▶ Assigned task
Only the pictures are to be left out; please reproduce everything else in the data exactly.
* * * * * * * * *
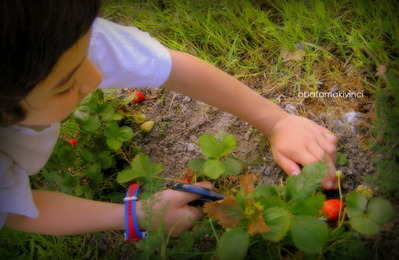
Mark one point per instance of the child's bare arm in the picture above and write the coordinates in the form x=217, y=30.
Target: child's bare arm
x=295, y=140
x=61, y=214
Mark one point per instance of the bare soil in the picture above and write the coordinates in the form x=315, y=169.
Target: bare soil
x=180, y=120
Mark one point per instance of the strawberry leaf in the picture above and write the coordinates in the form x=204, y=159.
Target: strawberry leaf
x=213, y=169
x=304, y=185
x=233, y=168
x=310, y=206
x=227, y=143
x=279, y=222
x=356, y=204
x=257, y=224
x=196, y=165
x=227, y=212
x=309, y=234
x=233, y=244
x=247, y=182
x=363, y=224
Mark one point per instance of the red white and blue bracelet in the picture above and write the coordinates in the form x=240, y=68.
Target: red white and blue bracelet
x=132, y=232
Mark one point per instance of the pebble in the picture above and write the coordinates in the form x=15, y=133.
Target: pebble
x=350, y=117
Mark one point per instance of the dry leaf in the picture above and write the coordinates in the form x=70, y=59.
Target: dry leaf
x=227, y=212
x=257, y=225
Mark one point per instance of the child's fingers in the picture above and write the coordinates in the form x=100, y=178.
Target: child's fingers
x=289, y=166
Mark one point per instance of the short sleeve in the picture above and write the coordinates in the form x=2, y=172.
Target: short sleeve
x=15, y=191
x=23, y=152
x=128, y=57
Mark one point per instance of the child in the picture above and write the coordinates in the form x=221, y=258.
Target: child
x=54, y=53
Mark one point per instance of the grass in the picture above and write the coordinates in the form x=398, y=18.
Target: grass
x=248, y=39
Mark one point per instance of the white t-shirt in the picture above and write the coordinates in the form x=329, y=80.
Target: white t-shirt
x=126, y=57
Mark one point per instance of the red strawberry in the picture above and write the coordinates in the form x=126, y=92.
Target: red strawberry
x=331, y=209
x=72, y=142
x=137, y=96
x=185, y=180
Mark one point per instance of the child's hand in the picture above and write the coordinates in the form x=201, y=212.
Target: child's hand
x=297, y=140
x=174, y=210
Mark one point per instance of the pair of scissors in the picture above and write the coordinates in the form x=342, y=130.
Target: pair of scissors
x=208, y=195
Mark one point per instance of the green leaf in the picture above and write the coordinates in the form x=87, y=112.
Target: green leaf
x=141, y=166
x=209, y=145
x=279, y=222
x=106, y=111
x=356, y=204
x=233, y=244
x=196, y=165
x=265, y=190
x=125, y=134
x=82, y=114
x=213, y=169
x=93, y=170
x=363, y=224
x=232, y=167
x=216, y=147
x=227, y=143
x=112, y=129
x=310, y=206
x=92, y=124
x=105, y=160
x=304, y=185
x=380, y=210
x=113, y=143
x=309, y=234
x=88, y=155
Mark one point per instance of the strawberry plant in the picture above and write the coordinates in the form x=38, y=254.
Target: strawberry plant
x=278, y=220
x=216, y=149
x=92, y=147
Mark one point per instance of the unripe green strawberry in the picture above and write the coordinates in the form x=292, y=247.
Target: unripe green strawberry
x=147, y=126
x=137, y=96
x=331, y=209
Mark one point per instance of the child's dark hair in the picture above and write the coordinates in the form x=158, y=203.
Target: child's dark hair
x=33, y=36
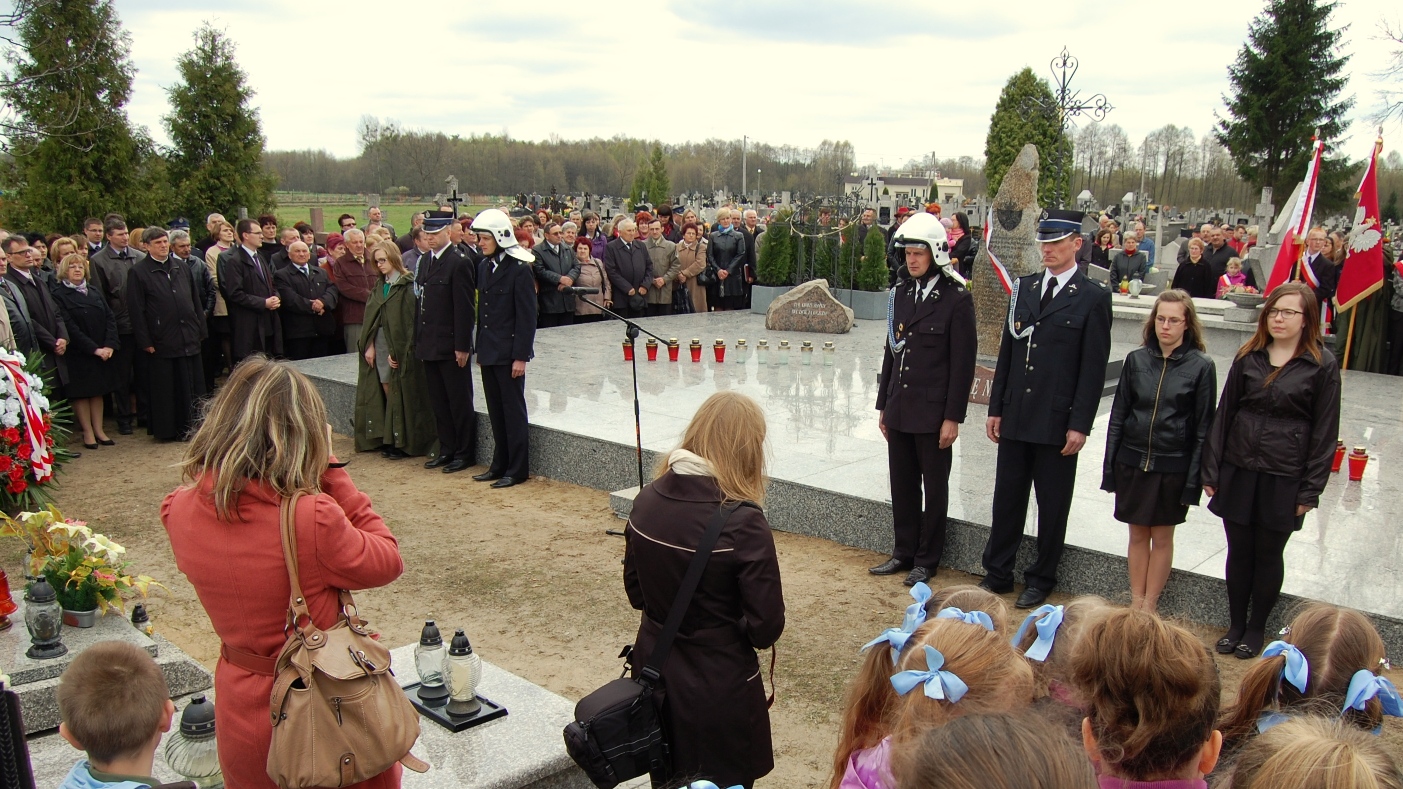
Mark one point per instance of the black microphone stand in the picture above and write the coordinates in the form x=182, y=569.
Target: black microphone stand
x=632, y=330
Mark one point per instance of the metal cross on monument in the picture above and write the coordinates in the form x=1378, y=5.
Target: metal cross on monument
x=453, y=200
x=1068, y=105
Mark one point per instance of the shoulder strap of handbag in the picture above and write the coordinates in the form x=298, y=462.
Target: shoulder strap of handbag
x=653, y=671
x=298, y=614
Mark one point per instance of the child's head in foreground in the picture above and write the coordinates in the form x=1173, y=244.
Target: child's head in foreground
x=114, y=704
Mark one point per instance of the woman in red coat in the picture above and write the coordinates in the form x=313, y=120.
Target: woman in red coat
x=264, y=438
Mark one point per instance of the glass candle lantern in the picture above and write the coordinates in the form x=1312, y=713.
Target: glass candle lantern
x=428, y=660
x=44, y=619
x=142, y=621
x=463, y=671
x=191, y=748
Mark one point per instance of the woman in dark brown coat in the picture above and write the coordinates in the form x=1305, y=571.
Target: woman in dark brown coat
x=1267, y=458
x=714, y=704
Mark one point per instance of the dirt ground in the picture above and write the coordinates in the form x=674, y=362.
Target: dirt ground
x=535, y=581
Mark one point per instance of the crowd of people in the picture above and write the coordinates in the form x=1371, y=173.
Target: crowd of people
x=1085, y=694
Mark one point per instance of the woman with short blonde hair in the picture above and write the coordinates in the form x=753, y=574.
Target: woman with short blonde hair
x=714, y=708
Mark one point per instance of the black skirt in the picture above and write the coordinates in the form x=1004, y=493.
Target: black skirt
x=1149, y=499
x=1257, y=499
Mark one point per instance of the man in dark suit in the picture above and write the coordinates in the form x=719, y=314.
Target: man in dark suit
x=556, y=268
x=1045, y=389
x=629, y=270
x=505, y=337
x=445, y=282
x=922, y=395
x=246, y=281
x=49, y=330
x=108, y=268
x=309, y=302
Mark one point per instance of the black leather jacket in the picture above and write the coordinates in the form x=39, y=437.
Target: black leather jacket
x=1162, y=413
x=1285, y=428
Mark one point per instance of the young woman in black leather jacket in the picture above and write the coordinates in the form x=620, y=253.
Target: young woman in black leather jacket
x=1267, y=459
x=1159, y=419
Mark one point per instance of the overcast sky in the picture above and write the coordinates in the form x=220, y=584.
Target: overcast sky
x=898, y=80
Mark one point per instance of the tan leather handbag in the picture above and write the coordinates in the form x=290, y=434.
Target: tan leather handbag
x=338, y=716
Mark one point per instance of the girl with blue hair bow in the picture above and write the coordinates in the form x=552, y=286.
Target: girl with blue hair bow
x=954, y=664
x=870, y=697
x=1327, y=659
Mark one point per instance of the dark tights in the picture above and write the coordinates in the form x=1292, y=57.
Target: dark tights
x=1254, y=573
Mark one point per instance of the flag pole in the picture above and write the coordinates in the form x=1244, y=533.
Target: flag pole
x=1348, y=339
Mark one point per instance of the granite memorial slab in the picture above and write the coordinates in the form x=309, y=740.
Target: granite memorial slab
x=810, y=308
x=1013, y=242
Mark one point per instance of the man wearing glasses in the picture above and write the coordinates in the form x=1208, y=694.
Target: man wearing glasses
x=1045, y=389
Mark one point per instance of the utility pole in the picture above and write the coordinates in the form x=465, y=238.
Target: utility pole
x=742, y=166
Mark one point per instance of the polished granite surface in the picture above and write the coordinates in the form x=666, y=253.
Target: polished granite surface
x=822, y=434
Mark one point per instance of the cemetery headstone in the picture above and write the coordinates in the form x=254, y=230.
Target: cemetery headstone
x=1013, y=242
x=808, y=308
* * * * * * * * *
▶ Your response
Mark one point per instance of the child's bare arm in the picture above and write the coordinates in the form x=217, y=30.
Target: child's bare arm
x=295, y=140
x=61, y=214
Mark one point per instance of the bare soil in the picture above and write the coordinates in the form x=315, y=169.
Target: bare soil
x=180, y=120
Mark one point per instance of the strawberry leaf in the picture above and write the coordinates in the form x=204, y=159.
Target: strawberry leaf
x=213, y=169
x=304, y=185
x=233, y=168
x=310, y=206
x=227, y=143
x=279, y=222
x=356, y=204
x=257, y=224
x=196, y=165
x=227, y=212
x=309, y=234
x=233, y=244
x=247, y=182
x=363, y=224
Mark one point per instance of the red white and blue bracelet in the picture above and write the coordinates in the form x=240, y=68.
Target: red white and blue bracelet
x=132, y=232
Mark one point per instance of the pebble in the picture above and write the coordinates in the form x=15, y=133.
Target: pebble
x=350, y=117
Mark one point per instance of the dry leaf in the picture above and write the coordinates in the form x=70, y=59.
Target: dry leaf
x=227, y=212
x=257, y=225
Mark one point per instance of the child's fingers in the picture above and write the coordinates in the form x=100, y=178.
Target: child's fingers
x=289, y=166
Mark one point per instance of the short sleeve in the picture above and write the coordinates in the form x=2, y=172.
Target: short sleeve
x=15, y=191
x=23, y=152
x=128, y=57
Mark one point per instance of the child in the picture above and write the coordinates in the form x=221, y=258.
Target: child
x=54, y=53
Mark one point per instance of the grass in the picture above and write the coordinates in the form x=398, y=18.
Target: grass
x=248, y=39
Mark one point per instance of the white t-shirt in the picture above and write the coordinates in the form x=329, y=80.
Target: white t-shirt
x=126, y=57
Mark one point per instance of the red strawberry in the picture above and write the coordinates in the form x=126, y=92.
Target: red strawberry
x=331, y=209
x=72, y=142
x=137, y=96
x=185, y=180
Mark one point per instance of the child's hand in the picture above and write the coordinates in the form x=201, y=212.
Target: child's hand
x=297, y=140
x=174, y=210
Mark one point per instance of the pair of scissors in the picture above and write the coordinates in the form x=342, y=130.
Target: pair of scissors
x=208, y=195
Mark one point per instance of the green leaf in the picture above and write the coordinates in the form x=87, y=112.
Target: green leaf
x=141, y=166
x=209, y=145
x=279, y=222
x=106, y=111
x=356, y=204
x=233, y=244
x=196, y=165
x=265, y=190
x=125, y=134
x=82, y=114
x=213, y=169
x=93, y=170
x=363, y=224
x=232, y=167
x=216, y=147
x=227, y=143
x=112, y=129
x=310, y=206
x=92, y=124
x=105, y=160
x=304, y=185
x=380, y=210
x=113, y=143
x=309, y=234
x=88, y=155
Mark one point per instance of the strawberry plant in the picture above and write the coordinates in the form x=38, y=254.
Target: strawberry plant
x=278, y=220
x=216, y=149
x=92, y=147
Mark one point per instance of the unripe green strawberry in the picture above and write the coordinates in the form x=292, y=247.
Target: unripe green strawberry
x=147, y=126
x=137, y=96
x=331, y=209
Mark one point per instance of the child's dark hair in the picture above and write the coordinates in the form x=158, y=203.
Target: child's dark hair
x=33, y=36
Mark one point per instance of the black microphone stand in the picture above and write the coordinates in the form x=182, y=569.
Target: black microphone stand
x=632, y=330
Mark one point per instance of the metal cross on monument in the picture above and write the coordinates in the form x=1378, y=5.
Target: metal cross on monument
x=453, y=200
x=1068, y=105
Mark one point per instance of the shoulder strap of handbag in the picture above and write the coordinates in the form x=298, y=462.
Target: shoulder strap of handbag
x=653, y=671
x=298, y=614
Mark one point per instance of the child's head in foreground in the picture above and write the coordinates in the form x=1173, y=244.
Target: child's head in foreground
x=114, y=704
Mark one point per instance of the woman in red coat in the picture above and write the coordinates in the form x=313, y=120.
Target: woman in red coat
x=264, y=438
Mark one point per instance of the glass candle lantern in the picture above and write the coordinates in the form x=1312, y=713.
Target: glass candle lantern
x=428, y=660
x=44, y=619
x=142, y=621
x=463, y=671
x=191, y=748
Mark one point per instance of the woman in dark brown coat in the picture above and write the coordinates in the form x=1305, y=571.
Target: woman in dark brown coat
x=1267, y=458
x=714, y=704
Mark one point per instance of the dirt ground in the picture above and write the coordinates in the form x=674, y=362.
Target: dirt ground
x=535, y=581
Mark one point per instance of the crowd of people in the picture above and write the coordinates in the form x=1371, y=173.
Target: crowd of people
x=1085, y=694
Mark one point per instance of the woman with short blonde hair in the picture above and write the coordinates in the form x=753, y=574.
Target: woman with short blonde hair
x=714, y=708
Mark one point per instance of the black skirt in the picture above and write the coordinates in the form x=1004, y=493.
Target: black skirt
x=1149, y=499
x=1257, y=499
Mark one point per instance of the man in dark suit in the picture above and write the coordinates in the form x=719, y=314.
Target: man in dark suit
x=556, y=268
x=1045, y=389
x=629, y=270
x=505, y=337
x=445, y=282
x=922, y=395
x=246, y=281
x=49, y=330
x=108, y=268
x=309, y=302
Mark one point per instance of the black leather jacket in the picture above and write the coordinates in the form x=39, y=437.
Target: black leather jacket
x=1162, y=413
x=1285, y=428
Mark one point per instance of the young woman in black leather jacket in the picture above and write the coordinates in the form x=620, y=253.
Target: young woman in black leather jacket
x=1267, y=459
x=1159, y=419
Mark one point per instance of the overcast sky in the picture above and write the coordinates in the form x=220, y=584.
Target: overcast sky
x=898, y=80
Mark one point per instance of the tan leather handbag in the picture above and write the coordinates in the form x=290, y=434.
Target: tan leather handbag
x=338, y=716
Mark one point per instance of the girl with blue hair bow in the picture above and write the coordinates in the form x=552, y=286.
Target: girl with blue hair bow
x=954, y=664
x=870, y=697
x=1327, y=659
Mark one point per instance of the dark tights in the picture above and write the coordinates in the form x=1292, y=57.
Target: dark tights
x=1254, y=573
Mark one point per instance of the flag pole in the picture above and write the coordinates in the form x=1244, y=533.
Target: flag pole
x=1348, y=339
Mark one point per instance of the granite memorial slab in the picture above and write the coordinates in the form x=309, y=740.
Target: granite memorial slab
x=810, y=308
x=1013, y=242
Mark one point per instance of the man wearing glasses in the picture above and write the coordinates in the form x=1208, y=694.
Target: man wearing glasses
x=1045, y=389
Mark one point per instance of the utility pole in the picture above and write the coordinates in the form x=465, y=238.
Target: utility pole
x=742, y=166
Mark one point per instance of the polished granite surface in the picture above and write the coordinates in the form x=666, y=253.
Target: polished granite surface
x=822, y=434
Mark one point per instance of the cemetery headstone in the picture above and write the coordinates in the form x=254, y=230.
Target: cemetery headstone
x=1013, y=242
x=808, y=308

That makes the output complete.